* Start Data supplied *
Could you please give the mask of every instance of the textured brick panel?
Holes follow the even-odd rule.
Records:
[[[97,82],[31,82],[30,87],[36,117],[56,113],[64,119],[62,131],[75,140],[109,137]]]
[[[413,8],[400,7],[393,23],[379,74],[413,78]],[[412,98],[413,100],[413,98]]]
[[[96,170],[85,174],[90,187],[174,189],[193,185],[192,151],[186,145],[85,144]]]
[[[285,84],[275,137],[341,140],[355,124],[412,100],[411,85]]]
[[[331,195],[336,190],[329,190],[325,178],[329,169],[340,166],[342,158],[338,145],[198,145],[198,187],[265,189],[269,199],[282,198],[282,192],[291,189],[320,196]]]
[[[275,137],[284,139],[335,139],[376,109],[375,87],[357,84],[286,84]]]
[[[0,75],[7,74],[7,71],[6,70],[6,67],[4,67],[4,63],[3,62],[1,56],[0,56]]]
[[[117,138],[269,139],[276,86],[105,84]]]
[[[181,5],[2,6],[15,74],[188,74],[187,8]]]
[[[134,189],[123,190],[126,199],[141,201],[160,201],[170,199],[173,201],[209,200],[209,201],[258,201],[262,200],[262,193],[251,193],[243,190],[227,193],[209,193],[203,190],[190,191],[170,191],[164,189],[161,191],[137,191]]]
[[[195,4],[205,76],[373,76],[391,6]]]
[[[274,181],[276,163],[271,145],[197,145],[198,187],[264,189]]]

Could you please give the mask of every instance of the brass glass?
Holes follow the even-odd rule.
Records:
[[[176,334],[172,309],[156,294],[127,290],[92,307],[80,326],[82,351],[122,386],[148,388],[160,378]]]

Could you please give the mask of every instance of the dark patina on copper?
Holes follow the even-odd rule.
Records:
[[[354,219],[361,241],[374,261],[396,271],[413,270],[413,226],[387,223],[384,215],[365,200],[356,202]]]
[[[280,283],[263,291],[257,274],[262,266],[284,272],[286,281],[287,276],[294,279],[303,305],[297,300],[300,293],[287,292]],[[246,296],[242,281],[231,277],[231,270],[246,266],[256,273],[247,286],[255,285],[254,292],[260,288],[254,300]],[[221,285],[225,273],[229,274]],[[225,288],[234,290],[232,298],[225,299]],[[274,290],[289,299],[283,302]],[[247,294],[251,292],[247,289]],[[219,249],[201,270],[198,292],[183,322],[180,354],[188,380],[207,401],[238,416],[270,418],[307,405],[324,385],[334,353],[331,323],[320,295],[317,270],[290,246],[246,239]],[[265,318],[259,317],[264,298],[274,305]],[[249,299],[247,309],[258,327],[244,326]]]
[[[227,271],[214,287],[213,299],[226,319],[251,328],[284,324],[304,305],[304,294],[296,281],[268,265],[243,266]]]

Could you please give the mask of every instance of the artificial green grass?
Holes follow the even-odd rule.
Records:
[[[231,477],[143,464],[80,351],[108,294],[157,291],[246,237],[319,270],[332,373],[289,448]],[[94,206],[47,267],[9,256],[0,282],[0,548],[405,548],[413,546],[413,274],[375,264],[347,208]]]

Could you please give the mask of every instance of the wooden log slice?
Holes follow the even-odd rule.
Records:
* End Data supplied *
- _Aim_: Rewrite the lines from the one that has "wooden log slice?" through the end of the rows, changing "wooden log slice" to "tree trunk slice" and leaving everything else as it is.

- _In response_:
Could you please give the mask of every instance of the tree trunk slice?
Holes follow the even-odd rule.
Records:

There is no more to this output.